• EXERCISE TEXT
Tatiana Schlossberg, the granddaughter of President John F. Kennedy and daughter of Caroline Kennedy, has died at the age of 35 after a courageous battle with acute myeloid leukemia.
The news was confirmed on December 30 by the John F. Kennedy Library Foundation, which shared a statement on Instagram from her extended family. “Our beautiful Tatiana passed away this morning. She will always be in our hearts.” The post was signed, “George, Edwin and Josephine Moran, Ed, Caroline, Jack, Rose and Rory.”
Schlossberg’s death comes just weeks after she publicly revealed her terminal diagnosis in a moving essay for The New Yorker on November 22, 2025. In it, she recounted the moment she learned she was gravely illshortly after giving birth to her second child in May 2024. A routine blood test revealed an elevated white blood cell count, and further tests confirmed acute myeloid leukemia.
“I did not — could not — believe that they were talking about me,” she wrote. “I had swum a mile in the pool the day before, nine months pregnant. I wasn’t sick. I didn’t feel sick. I was actually one of the healthiest people I knew.”
Tatiana and her husband, George Moran, who married in 2017, are parents to two young children, a son, 3, and a daughter, born in 2024. The young mother shared the heartbreak of not being able to fully care for her newborn daughter during her grueling treatment.

• COMPLETE THE FOLLOWING
#1 Answer these questions using the article about Tatiana Schlossberg:
(a) Which organization confirmed her death on December 30?
(b) In which publication did she reveal her terminal diagnosis?
(c) In what year did she marry George Moran?
#2 Please return the passage of the Tatiana Schlossberg article from "Schlossberg’s death comes" to "her grueling treatment.", copied word for word.

• DATA PROVIDED

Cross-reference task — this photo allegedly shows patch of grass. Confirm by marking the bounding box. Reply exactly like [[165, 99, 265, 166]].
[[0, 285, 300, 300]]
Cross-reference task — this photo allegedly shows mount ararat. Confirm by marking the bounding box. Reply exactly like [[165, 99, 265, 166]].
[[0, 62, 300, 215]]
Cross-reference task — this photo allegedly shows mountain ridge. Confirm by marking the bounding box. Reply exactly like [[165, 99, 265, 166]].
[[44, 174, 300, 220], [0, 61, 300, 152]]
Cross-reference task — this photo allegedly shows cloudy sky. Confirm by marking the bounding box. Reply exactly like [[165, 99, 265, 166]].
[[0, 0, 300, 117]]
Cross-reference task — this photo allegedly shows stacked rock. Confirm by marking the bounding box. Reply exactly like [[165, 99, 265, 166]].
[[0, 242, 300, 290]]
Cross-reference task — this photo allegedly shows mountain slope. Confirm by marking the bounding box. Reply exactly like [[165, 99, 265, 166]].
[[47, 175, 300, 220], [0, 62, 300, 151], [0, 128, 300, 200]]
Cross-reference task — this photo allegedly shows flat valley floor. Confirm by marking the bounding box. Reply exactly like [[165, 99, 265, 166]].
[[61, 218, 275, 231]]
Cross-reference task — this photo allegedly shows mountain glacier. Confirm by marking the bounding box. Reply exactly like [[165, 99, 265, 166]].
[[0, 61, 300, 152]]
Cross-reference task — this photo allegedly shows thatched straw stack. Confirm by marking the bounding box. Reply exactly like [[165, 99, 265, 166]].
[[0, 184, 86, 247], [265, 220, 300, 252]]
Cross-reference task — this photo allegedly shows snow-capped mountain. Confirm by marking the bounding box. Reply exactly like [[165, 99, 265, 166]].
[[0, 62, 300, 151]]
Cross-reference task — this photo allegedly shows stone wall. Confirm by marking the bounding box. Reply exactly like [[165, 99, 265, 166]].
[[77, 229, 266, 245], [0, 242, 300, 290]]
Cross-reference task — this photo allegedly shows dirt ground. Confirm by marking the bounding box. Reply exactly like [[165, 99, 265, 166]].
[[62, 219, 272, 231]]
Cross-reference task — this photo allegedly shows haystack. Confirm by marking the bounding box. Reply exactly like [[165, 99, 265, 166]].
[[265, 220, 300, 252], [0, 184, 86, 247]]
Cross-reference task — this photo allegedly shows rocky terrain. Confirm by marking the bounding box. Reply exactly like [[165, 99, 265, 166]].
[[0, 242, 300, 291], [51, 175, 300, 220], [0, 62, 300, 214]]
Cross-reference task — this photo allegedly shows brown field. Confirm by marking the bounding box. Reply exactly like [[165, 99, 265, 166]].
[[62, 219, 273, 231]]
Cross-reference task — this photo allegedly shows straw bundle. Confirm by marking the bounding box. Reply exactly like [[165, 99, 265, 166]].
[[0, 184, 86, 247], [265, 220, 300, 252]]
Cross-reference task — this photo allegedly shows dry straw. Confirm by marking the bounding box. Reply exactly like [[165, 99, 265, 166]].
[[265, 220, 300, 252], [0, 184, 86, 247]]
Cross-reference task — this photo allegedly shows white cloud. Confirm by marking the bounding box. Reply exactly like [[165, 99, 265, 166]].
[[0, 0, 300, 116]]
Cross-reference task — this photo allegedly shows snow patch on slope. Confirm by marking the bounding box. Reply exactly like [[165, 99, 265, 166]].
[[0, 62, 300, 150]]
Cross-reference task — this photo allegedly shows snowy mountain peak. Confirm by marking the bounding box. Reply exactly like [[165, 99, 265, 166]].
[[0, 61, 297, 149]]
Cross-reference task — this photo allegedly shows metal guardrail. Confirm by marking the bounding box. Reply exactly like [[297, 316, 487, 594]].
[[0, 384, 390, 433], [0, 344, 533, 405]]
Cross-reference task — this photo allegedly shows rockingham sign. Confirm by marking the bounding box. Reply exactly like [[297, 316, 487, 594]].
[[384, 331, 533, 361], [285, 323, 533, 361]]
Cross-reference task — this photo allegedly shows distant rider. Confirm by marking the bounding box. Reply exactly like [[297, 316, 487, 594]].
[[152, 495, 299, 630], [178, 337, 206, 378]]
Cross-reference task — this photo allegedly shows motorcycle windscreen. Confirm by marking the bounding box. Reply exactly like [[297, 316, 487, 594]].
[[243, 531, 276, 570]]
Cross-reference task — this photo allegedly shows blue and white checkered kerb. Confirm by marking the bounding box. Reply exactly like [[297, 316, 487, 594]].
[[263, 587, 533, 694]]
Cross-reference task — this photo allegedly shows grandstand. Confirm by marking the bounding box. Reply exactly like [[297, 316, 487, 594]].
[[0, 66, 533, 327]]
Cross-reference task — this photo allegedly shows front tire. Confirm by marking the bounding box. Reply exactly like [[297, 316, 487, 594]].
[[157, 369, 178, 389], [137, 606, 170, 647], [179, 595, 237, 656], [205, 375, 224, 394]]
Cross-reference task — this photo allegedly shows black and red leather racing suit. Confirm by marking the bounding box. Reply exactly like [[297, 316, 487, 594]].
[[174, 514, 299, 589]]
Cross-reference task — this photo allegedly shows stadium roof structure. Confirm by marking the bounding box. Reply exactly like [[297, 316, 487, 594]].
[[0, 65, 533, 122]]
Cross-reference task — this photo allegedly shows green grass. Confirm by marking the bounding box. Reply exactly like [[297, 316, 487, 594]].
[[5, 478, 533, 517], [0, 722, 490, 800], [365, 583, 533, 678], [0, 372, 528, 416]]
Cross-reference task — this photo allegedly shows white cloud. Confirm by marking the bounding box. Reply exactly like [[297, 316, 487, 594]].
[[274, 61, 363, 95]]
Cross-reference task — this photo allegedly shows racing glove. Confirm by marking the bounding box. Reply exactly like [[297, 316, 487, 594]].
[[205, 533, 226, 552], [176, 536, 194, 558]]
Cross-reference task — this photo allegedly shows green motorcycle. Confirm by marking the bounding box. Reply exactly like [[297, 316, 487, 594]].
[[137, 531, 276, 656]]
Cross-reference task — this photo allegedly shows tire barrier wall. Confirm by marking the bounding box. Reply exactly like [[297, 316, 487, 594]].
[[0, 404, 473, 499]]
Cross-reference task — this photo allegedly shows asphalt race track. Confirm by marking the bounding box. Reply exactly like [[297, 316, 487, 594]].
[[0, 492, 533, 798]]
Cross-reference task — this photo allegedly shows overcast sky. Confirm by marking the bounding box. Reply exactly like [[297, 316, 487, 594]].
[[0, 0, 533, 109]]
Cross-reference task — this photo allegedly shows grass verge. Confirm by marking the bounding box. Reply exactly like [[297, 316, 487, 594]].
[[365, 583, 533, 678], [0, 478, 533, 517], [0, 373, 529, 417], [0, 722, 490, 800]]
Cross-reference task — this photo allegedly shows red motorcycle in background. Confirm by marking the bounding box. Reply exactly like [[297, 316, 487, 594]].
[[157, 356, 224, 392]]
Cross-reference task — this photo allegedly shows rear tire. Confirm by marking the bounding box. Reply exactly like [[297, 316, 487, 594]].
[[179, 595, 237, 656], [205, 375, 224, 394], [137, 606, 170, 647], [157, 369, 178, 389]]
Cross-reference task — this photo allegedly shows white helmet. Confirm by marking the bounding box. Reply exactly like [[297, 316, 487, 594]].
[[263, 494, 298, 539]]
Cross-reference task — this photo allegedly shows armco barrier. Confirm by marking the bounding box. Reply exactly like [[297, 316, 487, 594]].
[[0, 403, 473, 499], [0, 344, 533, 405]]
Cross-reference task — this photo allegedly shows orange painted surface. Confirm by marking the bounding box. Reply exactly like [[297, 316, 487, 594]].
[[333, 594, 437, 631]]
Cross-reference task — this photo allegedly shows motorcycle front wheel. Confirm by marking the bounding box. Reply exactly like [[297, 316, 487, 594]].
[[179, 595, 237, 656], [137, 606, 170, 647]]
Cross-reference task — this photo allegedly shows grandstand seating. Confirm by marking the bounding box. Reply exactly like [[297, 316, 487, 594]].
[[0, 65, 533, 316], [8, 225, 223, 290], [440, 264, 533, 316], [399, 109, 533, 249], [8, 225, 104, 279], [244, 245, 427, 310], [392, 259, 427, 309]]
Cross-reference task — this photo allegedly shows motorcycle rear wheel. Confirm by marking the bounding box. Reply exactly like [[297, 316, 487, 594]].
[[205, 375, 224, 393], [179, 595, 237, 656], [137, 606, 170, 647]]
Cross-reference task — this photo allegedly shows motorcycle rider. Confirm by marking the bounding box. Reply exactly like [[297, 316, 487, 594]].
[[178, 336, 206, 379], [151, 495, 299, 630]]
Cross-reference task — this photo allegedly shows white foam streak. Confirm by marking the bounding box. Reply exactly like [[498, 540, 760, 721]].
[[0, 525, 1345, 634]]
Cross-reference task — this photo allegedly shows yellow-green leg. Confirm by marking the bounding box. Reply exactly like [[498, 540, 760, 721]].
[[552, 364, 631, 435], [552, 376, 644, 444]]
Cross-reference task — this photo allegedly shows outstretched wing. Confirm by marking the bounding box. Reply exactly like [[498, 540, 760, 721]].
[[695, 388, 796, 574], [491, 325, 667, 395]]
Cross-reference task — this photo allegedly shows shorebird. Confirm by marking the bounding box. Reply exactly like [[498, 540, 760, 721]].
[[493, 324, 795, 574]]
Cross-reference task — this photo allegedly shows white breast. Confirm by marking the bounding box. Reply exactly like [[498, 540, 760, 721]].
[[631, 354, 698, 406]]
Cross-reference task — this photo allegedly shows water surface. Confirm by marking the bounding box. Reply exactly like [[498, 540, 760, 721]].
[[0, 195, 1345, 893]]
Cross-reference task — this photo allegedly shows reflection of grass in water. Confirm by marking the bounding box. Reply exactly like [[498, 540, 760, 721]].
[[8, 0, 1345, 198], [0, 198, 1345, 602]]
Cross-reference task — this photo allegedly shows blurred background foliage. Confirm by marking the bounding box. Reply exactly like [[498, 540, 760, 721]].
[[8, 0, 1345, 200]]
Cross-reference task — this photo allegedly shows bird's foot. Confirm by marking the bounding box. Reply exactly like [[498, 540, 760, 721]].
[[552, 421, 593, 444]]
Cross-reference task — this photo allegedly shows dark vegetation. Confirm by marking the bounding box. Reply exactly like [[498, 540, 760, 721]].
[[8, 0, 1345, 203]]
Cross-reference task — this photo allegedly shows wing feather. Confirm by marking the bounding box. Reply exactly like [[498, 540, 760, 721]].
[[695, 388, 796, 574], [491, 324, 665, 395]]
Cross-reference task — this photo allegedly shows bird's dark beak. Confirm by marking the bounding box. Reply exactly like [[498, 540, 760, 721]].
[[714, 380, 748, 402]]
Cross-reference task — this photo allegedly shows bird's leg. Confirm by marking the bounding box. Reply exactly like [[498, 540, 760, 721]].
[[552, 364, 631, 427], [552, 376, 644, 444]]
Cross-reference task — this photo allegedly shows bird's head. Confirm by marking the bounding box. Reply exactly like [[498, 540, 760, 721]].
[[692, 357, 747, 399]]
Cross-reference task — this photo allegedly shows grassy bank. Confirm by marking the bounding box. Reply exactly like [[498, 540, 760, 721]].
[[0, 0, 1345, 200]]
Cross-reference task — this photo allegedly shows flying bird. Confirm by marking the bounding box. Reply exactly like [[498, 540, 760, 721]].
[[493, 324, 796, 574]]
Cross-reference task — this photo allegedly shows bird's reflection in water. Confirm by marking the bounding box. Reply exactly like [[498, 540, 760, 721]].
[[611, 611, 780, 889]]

• LIST OF ANSWERS
#1
(a) The John F. Kennedy Library Foundation
(b) The New Yorker
(c) 2017

#2
Schlossberg’s death comes just weeks after she publicly revealed her terminal diagnosis in a moving essay for The New Yorker on November 22, 2025. In it, she recounted the moment she learned she was gravely illshortly after giving birth to her second child in May 2024. A routine blood test revealed an elevated white blood cell count, and further tests confirmed acute myeloid leukemia.
“I did not — could not — believe that they were talking about me,” she wrote. “I had swum a mile in the pool the day before, nine months pregnant. I wasn’t sick. I didn’t feel sick. I was actually one of the healthiest people I knew.”
Tatiana and her husband, George Moran, who married in 2017, are parents to two young children, a son, 3, and a daughter, born in 2024. The young mother shared the heartbreak of not being able to fully care for her newborn daughter during her grueling treatment.